#### What the task requires:
Starting with the line that contains "Record the location of each instance of the blurred background", set down each line through the end of the entries below, exactly and with nothing added.

#### Supplied data:
+===+

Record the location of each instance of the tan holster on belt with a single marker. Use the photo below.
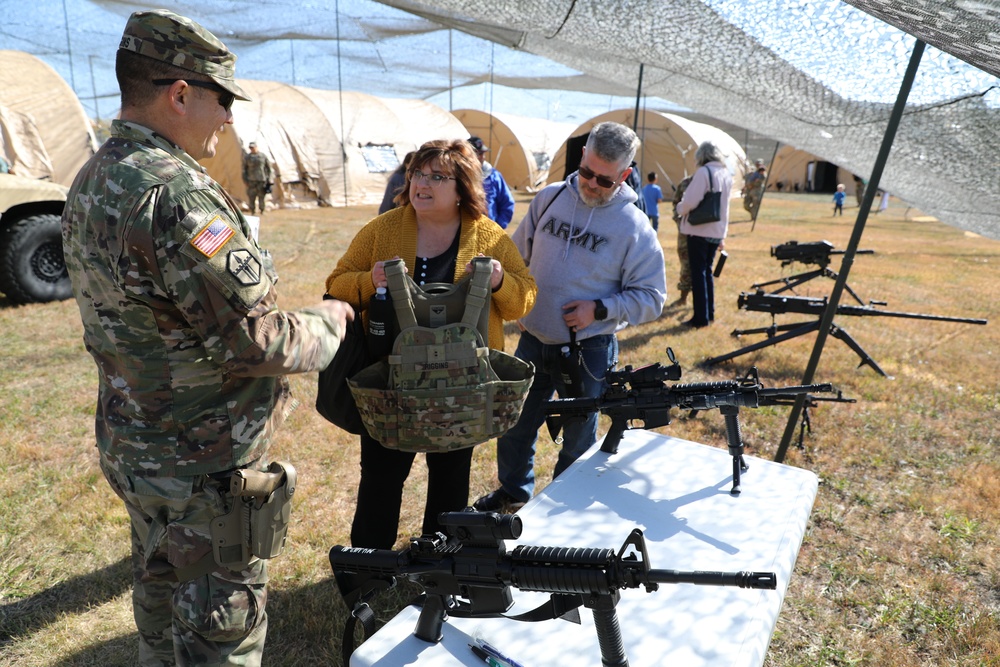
(256, 525)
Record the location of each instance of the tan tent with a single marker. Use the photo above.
(668, 146)
(327, 148)
(521, 148)
(44, 132)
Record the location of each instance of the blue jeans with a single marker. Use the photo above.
(701, 254)
(516, 448)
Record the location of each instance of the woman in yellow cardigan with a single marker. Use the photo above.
(438, 227)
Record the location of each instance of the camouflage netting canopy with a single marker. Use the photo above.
(820, 75)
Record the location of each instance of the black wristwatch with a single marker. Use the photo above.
(600, 310)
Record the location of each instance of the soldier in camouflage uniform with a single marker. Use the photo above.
(179, 313)
(753, 188)
(257, 177)
(684, 282)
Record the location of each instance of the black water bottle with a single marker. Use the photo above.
(569, 368)
(380, 320)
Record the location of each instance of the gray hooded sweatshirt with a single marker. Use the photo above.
(575, 251)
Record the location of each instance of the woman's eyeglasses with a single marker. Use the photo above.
(226, 98)
(603, 181)
(434, 180)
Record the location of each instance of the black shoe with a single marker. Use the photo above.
(498, 501)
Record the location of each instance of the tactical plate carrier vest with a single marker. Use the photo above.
(442, 388)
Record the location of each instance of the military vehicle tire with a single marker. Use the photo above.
(32, 267)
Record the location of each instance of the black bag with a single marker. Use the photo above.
(709, 209)
(333, 396)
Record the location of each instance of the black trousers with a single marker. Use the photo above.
(380, 492)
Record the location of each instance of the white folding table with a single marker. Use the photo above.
(677, 493)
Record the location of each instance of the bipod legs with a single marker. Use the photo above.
(794, 333)
(866, 359)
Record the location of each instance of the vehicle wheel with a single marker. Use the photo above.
(32, 267)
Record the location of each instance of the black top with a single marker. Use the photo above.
(440, 269)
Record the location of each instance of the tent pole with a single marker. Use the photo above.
(859, 227)
(763, 191)
(638, 96)
(340, 98)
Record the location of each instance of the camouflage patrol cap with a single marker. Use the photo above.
(181, 42)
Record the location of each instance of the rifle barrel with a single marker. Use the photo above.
(796, 389)
(758, 580)
(864, 310)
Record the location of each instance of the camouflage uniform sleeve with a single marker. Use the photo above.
(217, 278)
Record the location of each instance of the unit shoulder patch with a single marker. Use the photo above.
(244, 266)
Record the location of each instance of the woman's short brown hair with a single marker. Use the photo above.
(460, 158)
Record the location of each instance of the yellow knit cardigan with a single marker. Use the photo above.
(394, 234)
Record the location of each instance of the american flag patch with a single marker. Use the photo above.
(213, 237)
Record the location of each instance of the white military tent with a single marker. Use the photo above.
(795, 170)
(668, 146)
(521, 148)
(327, 148)
(44, 132)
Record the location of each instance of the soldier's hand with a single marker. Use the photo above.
(338, 312)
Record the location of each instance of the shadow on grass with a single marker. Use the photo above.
(117, 652)
(72, 596)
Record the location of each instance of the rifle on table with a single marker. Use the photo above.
(640, 395)
(779, 305)
(816, 253)
(468, 572)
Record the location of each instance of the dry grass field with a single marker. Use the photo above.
(899, 566)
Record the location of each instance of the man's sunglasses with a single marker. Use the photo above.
(603, 181)
(226, 98)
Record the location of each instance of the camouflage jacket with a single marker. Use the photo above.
(256, 168)
(179, 312)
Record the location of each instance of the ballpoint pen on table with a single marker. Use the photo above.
(494, 652)
(486, 657)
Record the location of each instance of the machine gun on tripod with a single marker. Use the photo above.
(780, 305)
(469, 573)
(816, 253)
(641, 395)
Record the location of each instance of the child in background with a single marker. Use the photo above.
(838, 200)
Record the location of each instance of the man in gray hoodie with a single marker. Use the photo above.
(599, 267)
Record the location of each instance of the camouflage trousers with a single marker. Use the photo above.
(684, 282)
(256, 192)
(215, 619)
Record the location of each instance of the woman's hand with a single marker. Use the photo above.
(496, 277)
(378, 274)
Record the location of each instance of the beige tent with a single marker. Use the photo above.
(800, 171)
(521, 148)
(668, 146)
(44, 132)
(327, 148)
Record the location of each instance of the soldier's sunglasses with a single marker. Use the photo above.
(603, 181)
(226, 98)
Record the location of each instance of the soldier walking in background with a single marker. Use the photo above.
(257, 177)
(753, 188)
(181, 317)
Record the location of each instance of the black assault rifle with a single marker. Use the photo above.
(641, 395)
(816, 253)
(469, 573)
(815, 306)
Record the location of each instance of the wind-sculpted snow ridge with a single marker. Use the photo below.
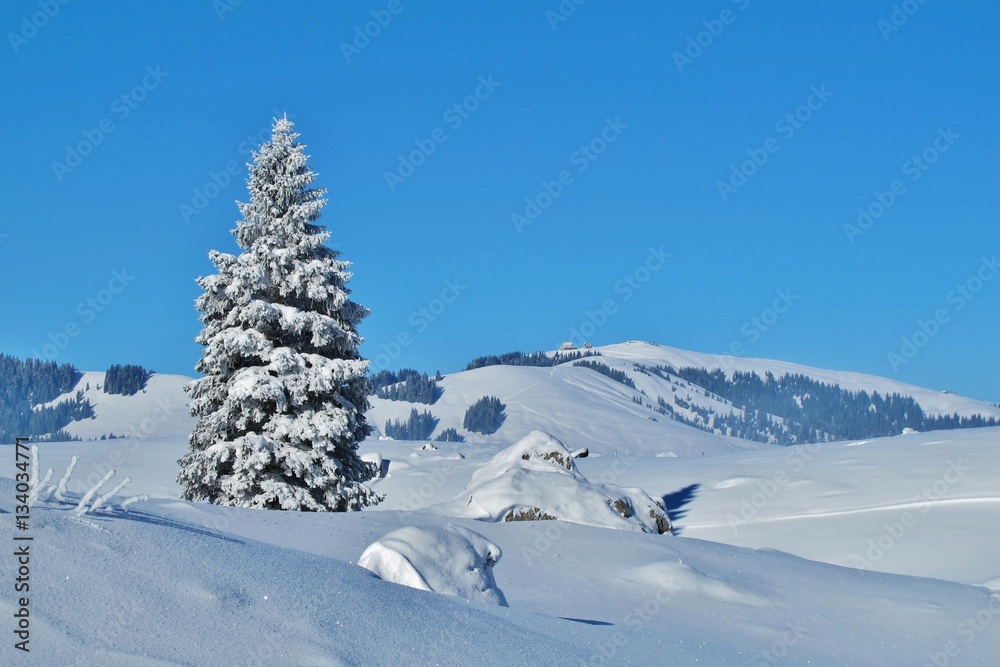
(451, 560)
(537, 479)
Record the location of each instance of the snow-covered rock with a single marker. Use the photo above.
(451, 560)
(536, 479)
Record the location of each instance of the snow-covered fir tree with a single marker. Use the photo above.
(281, 406)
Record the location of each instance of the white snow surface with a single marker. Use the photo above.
(538, 474)
(171, 582)
(876, 552)
(451, 560)
(158, 411)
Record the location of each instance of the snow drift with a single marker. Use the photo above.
(537, 479)
(451, 560)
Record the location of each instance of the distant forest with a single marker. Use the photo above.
(406, 385)
(795, 409)
(29, 383)
(126, 380)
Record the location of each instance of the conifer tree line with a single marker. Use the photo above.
(282, 401)
(25, 385)
(126, 380)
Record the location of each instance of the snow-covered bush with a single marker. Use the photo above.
(537, 478)
(281, 406)
(450, 560)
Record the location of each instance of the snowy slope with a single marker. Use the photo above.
(573, 404)
(173, 582)
(159, 410)
(934, 402)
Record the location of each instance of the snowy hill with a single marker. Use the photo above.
(159, 410)
(573, 403)
(173, 582)
(576, 403)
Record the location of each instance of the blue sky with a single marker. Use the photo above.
(737, 137)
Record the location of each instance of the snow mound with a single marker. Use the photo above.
(451, 560)
(536, 479)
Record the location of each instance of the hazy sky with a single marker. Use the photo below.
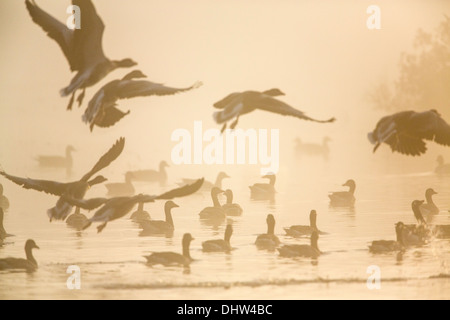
(320, 53)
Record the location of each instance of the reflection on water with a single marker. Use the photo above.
(112, 263)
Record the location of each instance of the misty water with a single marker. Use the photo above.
(322, 57)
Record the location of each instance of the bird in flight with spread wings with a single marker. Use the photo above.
(405, 132)
(76, 189)
(81, 47)
(115, 208)
(239, 103)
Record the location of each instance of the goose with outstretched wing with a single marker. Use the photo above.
(81, 47)
(102, 110)
(115, 208)
(76, 189)
(405, 132)
(239, 103)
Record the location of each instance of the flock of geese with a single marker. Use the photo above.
(405, 132)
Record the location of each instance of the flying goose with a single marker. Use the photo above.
(302, 250)
(231, 209)
(385, 246)
(121, 188)
(159, 176)
(173, 258)
(76, 189)
(239, 103)
(29, 264)
(4, 202)
(344, 198)
(160, 226)
(442, 168)
(264, 191)
(208, 185)
(140, 214)
(269, 239)
(429, 207)
(102, 110)
(81, 47)
(115, 208)
(219, 245)
(299, 230)
(406, 131)
(216, 212)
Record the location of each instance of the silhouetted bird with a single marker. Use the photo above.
(81, 47)
(173, 258)
(76, 189)
(29, 264)
(406, 131)
(239, 103)
(159, 176)
(102, 109)
(344, 198)
(58, 161)
(219, 245)
(115, 208)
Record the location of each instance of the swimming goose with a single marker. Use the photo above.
(302, 250)
(269, 239)
(298, 230)
(216, 212)
(385, 246)
(58, 161)
(102, 110)
(77, 220)
(29, 264)
(4, 202)
(239, 103)
(406, 131)
(173, 258)
(231, 209)
(115, 208)
(442, 168)
(219, 245)
(429, 207)
(344, 198)
(81, 47)
(159, 176)
(121, 188)
(264, 191)
(76, 189)
(312, 149)
(208, 185)
(140, 214)
(160, 226)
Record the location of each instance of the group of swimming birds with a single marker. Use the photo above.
(405, 132)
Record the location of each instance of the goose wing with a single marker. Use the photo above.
(88, 39)
(141, 88)
(271, 104)
(50, 187)
(56, 30)
(106, 159)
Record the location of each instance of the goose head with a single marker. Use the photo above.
(229, 194)
(124, 63)
(274, 92)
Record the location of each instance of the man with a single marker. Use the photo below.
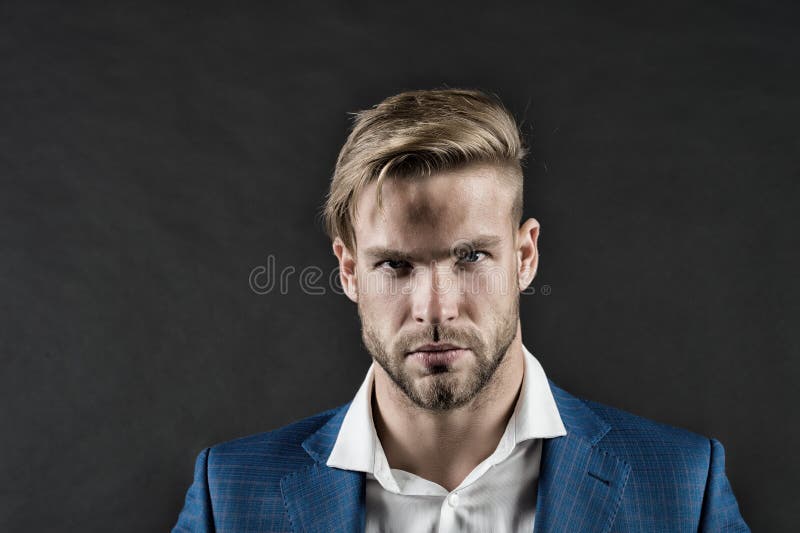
(455, 427)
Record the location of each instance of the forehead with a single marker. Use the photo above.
(432, 212)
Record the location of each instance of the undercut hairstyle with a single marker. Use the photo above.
(417, 133)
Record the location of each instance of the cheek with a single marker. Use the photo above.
(383, 305)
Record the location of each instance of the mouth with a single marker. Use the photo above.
(435, 347)
(437, 355)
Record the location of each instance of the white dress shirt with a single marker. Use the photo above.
(499, 494)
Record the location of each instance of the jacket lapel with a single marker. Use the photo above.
(580, 485)
(321, 498)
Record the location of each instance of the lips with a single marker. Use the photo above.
(436, 347)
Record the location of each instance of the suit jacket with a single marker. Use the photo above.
(612, 472)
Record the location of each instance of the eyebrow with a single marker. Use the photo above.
(481, 242)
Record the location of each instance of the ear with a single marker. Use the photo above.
(347, 269)
(527, 252)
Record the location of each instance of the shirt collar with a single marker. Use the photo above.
(535, 416)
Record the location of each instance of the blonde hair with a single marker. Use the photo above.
(416, 133)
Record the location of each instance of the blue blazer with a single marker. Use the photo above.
(612, 472)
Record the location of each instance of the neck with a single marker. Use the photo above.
(444, 447)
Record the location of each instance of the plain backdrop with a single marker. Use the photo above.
(152, 155)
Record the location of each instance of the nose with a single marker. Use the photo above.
(435, 296)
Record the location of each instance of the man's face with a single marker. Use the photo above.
(438, 266)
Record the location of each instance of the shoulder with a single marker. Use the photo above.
(629, 430)
(281, 446)
(652, 448)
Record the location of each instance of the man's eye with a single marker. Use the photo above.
(393, 264)
(472, 257)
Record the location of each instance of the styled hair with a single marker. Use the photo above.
(415, 134)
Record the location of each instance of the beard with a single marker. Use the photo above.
(443, 389)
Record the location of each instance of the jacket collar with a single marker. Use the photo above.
(580, 485)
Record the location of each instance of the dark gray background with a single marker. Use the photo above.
(151, 155)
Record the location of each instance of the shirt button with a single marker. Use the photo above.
(452, 499)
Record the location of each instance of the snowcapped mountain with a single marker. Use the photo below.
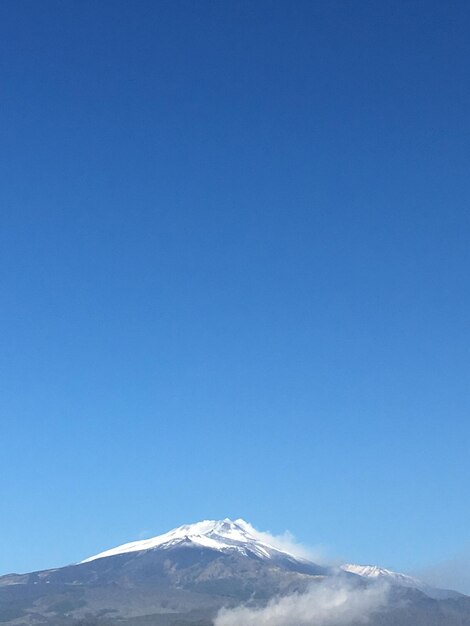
(223, 536)
(185, 576)
(396, 578)
(372, 571)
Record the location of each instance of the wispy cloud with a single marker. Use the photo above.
(335, 603)
(286, 542)
(453, 573)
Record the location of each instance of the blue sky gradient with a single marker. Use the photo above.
(234, 262)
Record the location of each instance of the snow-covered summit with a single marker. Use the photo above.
(224, 535)
(396, 578)
(373, 571)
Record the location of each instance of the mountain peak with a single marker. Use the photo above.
(224, 535)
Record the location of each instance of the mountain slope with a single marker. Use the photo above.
(185, 576)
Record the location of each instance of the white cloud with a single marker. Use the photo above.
(324, 604)
(287, 543)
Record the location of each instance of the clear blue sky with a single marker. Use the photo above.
(234, 258)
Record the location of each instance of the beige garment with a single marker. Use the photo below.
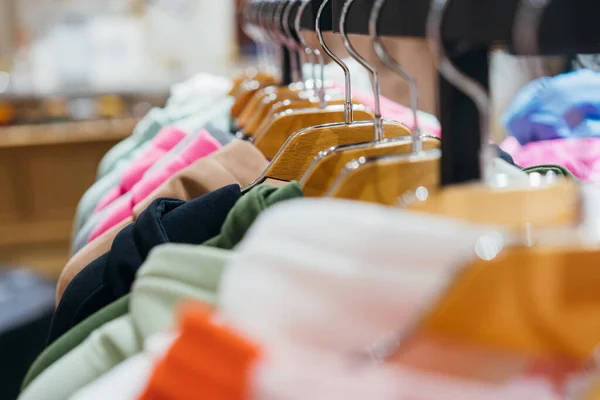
(238, 162)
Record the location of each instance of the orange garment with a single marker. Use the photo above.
(206, 361)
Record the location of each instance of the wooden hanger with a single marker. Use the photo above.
(514, 207)
(529, 302)
(384, 180)
(377, 172)
(245, 93)
(321, 175)
(269, 95)
(541, 205)
(248, 75)
(300, 149)
(526, 304)
(284, 124)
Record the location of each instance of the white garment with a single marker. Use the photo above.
(127, 380)
(340, 275)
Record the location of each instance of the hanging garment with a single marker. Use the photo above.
(211, 91)
(144, 131)
(235, 226)
(566, 106)
(128, 379)
(173, 273)
(234, 367)
(202, 145)
(26, 308)
(75, 337)
(165, 140)
(123, 203)
(581, 157)
(237, 163)
(369, 271)
(248, 208)
(216, 109)
(110, 277)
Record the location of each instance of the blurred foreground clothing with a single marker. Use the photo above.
(26, 306)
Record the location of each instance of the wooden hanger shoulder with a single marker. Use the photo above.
(245, 94)
(385, 180)
(274, 137)
(261, 122)
(539, 300)
(299, 151)
(326, 169)
(264, 105)
(255, 101)
(510, 207)
(259, 76)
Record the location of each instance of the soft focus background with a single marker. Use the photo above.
(75, 75)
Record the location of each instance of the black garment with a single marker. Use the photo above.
(26, 307)
(110, 276)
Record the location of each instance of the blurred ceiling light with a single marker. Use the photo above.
(4, 81)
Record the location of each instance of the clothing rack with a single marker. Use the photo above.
(567, 26)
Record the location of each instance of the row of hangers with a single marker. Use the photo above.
(336, 147)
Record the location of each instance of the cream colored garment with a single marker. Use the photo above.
(238, 162)
(310, 270)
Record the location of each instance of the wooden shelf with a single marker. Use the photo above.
(66, 132)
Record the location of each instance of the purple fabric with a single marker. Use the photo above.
(201, 146)
(167, 138)
(580, 156)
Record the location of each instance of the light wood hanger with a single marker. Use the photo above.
(264, 117)
(337, 119)
(382, 172)
(298, 152)
(510, 207)
(324, 170)
(531, 303)
(292, 154)
(385, 179)
(530, 299)
(267, 96)
(250, 74)
(261, 116)
(270, 25)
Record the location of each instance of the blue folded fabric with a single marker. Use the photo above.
(566, 106)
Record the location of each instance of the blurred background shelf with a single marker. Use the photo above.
(44, 171)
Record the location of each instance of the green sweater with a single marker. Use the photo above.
(237, 223)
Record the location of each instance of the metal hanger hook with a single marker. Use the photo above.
(312, 52)
(377, 120)
(395, 66)
(348, 114)
(473, 89)
(528, 20)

+===+

#### Solution below:
Record the location of each instance of the blurred background shelf with a single marker. Use the photo above.
(44, 171)
Record the location of each instance of the green sweater with a single marker. Use the photo above.
(237, 223)
Record the location of each instance of the metal hanger hook with a single marker. Use the photo above.
(312, 52)
(377, 120)
(395, 66)
(348, 114)
(473, 89)
(528, 20)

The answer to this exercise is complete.